Additional Key Management for Service Providers
PCI DSS v4.0.1 Requirement 3.7.9 requires service providers that share cryptographic keys with customers (for transmitting or storing account data) to document and distribute customer-facing guidance for secure key transmission, storage, and key updates. To operationalize it, you need clear written instructions, a controlled distribution method, and retained evidence that customers received the guidance. (PCI DSS v4.0.1 Requirement 3.7.9)
Key takeaways:
- This applies only if you are a service provider and you share cryptographic keys with customers for account data use cases. (PCI DSS v4.0.1 Requirement 3.7.9)
- Your obligation is customer-facing: documented guidance plus proof it was distributed, not just an internal key management policy. (PCI DSS v4.0.1 Requirement 3.7.9)
- Auditors will look for completeness (transmission, storage, updating) and distribution evidence tied to the specific key-sharing workflows. (PCI DSS v4.0.1 Requirement 3.7.9)
“Additional key management for service providers” is easy to misread as a purely technical requirement. Requirement 3.7.9 is operational and customer-facing: if you share cryptographic keys with customers for transmission or storage of account data, you must provide documented guidance that tells customers how to handle those keys securely across the key lifecycle. (PCI DSS v4.0.1 Requirement 3.7.9)

__Supplied material__

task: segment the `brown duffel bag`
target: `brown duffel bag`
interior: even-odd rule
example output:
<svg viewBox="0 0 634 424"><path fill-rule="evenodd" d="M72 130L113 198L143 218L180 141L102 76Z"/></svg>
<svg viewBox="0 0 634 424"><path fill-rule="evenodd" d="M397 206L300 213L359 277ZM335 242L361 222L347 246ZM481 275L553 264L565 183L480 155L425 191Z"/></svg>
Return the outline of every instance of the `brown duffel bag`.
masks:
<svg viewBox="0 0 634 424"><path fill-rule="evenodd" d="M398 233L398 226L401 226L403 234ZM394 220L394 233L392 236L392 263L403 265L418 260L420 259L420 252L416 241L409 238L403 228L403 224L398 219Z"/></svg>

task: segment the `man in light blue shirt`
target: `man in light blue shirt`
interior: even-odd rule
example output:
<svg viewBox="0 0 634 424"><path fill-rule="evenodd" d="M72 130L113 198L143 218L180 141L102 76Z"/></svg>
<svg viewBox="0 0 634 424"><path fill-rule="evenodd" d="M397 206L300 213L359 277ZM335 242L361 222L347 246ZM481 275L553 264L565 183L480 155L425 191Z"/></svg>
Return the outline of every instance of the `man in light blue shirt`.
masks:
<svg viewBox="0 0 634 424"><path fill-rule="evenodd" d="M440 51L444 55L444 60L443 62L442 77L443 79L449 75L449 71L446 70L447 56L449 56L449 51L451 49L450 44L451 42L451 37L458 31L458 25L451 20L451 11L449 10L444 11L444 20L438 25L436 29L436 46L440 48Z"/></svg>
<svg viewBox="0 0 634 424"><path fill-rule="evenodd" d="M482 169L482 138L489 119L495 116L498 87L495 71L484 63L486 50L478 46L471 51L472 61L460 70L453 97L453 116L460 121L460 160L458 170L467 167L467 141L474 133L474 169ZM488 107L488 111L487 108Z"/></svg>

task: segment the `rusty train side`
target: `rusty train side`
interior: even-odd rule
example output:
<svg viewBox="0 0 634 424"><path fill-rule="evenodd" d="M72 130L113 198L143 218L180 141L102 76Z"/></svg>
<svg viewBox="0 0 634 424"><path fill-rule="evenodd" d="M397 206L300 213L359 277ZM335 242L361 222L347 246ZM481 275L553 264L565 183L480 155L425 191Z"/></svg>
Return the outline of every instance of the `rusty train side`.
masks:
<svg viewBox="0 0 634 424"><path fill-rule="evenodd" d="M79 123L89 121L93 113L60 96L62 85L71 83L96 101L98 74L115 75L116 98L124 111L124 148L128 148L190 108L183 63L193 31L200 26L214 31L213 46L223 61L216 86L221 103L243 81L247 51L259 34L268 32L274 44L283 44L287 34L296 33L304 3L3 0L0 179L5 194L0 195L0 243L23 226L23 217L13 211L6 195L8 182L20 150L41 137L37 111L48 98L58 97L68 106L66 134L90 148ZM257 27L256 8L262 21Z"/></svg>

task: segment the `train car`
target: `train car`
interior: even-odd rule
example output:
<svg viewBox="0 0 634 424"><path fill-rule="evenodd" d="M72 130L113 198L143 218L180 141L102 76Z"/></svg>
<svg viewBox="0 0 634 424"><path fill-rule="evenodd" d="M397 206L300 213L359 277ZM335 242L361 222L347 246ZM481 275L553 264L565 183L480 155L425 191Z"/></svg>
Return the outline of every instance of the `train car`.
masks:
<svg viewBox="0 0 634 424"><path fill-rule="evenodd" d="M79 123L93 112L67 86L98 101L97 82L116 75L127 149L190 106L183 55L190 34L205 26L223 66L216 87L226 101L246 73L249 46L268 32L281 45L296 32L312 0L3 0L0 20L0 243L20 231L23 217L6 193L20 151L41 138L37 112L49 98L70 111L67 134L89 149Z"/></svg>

__Given request__
Reproduce the text on additional key management for service providers word for word, from its heading through its final sentence.

__Task output__
Additional Key Management for Service Providers
PCI DSS v4.0.1 Requirement 3.7.9 requires service providers that share cryptographic keys with customers (for transmitting or storing account data) to document and distribute customer-facing guidance for secure key transmission, storage, and key updates. To operationalize it, you need clear written instructions, a controlled distribution method, and retained evidence that customers received the guidance. (PCI DSS v4.0.1 Requirement 3.7.9)
Key takeaways:
- This applies only if you are a service provider and you share cryptographic keys with customers for account data use cases. (PCI DSS v4.0.1 Requirement 3.7.9)
- Your obligation is customer-facing: documented guidance plus proof it was distributed, not just an internal key management policy. (PCI DSS v4.0.1 Requirement 3.7.9)
- Auditors will look for completeness (transmission, storage, updating) and distribution evidence tied to the specific key-sharing workflows. (PCI DSS v4.0.1 Requirement 3.7.9)
“Additional key management for service providers” is easy to misread as a purely technical requirement. Requirement 3.7.9 is operational and customer-facing: if you share cryptographic keys with customers for transmission or storage of account data, you must provide documented guidance that tells customers how to handle those keys securely across the key lifecycle. (PCI DSS v4.0.1 Requirement 3.7.9)